Answer with a bare number: the count of lines in the data below that contain the word "slab".

(Source records)
===
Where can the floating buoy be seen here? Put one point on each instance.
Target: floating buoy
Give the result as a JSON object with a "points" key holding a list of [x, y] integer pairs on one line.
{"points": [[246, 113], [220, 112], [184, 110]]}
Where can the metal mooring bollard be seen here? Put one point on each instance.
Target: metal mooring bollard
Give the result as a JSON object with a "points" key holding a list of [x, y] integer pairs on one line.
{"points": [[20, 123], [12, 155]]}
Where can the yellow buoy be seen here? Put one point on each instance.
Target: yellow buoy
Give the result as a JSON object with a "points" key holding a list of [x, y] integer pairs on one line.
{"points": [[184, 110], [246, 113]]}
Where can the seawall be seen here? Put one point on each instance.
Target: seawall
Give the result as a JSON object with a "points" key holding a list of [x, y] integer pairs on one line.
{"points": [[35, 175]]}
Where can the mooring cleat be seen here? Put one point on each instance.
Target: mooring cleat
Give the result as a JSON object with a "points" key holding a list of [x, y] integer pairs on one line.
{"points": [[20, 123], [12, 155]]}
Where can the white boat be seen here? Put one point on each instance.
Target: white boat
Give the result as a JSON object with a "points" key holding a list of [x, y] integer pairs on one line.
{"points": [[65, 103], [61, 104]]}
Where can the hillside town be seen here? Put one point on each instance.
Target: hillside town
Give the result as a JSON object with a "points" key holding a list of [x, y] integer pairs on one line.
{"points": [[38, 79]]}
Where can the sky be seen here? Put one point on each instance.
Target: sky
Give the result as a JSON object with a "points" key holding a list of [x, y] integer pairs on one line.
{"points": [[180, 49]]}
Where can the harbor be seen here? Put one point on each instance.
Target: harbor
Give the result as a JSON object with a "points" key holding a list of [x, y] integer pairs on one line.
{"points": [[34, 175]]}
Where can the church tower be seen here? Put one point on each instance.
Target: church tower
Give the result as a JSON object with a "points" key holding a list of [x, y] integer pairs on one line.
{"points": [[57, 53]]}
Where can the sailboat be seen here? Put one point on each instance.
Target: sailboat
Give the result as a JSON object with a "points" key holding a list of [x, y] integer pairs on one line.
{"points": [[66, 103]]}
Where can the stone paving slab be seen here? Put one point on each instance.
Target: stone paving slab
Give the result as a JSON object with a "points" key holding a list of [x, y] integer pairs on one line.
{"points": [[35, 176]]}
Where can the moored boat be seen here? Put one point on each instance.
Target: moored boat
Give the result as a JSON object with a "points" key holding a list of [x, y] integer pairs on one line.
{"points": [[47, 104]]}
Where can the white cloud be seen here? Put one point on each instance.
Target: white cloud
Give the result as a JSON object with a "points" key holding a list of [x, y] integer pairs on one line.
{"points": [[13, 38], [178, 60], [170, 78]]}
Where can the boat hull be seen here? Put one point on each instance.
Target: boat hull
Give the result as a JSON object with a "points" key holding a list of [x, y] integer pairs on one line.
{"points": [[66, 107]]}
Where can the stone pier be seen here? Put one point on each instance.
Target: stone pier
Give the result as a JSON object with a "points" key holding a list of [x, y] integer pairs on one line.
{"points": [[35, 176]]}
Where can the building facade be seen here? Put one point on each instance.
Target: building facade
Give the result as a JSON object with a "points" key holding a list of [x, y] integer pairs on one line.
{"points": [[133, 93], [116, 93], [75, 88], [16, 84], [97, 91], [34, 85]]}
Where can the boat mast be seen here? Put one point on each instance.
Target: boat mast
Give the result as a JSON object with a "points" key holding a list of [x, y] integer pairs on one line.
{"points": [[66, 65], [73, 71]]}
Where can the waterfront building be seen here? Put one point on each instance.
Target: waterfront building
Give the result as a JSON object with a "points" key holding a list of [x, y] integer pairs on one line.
===
> [Response area]
2